• [What is asked] Can you extract every line of the data below word for word, leaving the pictures out of your answer?
○ ○ ○
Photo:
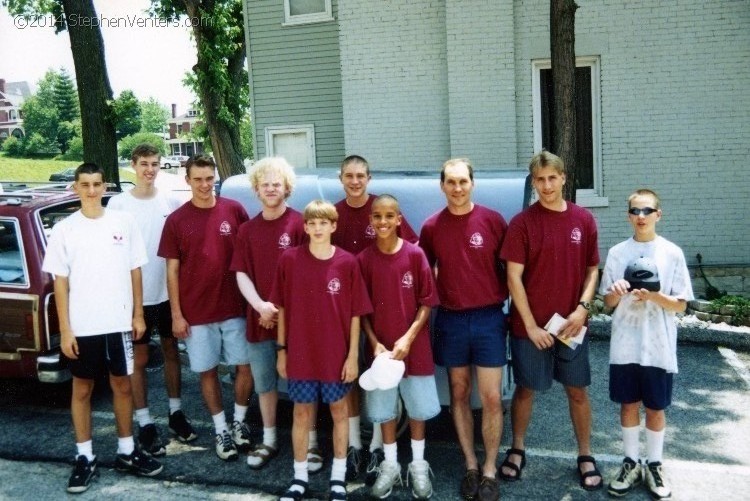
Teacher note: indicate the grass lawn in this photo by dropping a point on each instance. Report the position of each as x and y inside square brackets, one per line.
[32, 169]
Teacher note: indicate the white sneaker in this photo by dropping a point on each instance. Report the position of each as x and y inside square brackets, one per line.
[657, 486]
[629, 477]
[418, 475]
[389, 474]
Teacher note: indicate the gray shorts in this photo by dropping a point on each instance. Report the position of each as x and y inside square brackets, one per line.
[263, 365]
[209, 344]
[535, 369]
[420, 399]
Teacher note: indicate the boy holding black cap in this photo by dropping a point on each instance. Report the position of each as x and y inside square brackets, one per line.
[646, 279]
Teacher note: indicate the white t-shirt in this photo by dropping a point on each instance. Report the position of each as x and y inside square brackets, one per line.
[97, 256]
[150, 215]
[643, 332]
○ ○ ○
• [Solution to the problem]
Photo:
Teacher note: indicate the grass lawn in this photo by dropping a point on each instance. Report the position of each as x and y inside square brackets, one per line.
[32, 169]
Teacher note: indicate the white sneaker in this photo by dropping a point on each instance. Report the position of each as x and y inside square brackets, one per line.
[657, 486]
[629, 477]
[418, 475]
[389, 474]
Teacher note: indicate the gray shorts in this photo by dropping a point on each instance. Report the position of each as x and y inside square brackets, one per line.
[263, 365]
[209, 344]
[535, 369]
[420, 399]
Teacher note: indicate the boy holding black cap in this photo by dropping a point on each instance. Report the position of each as x and y inside square brackets, one per line.
[646, 279]
Teacher note: indicate the white t-shirt in this photo by dropping a point on each instance. Report the position of each as x and y inside square brackets, one per line.
[97, 256]
[150, 215]
[643, 332]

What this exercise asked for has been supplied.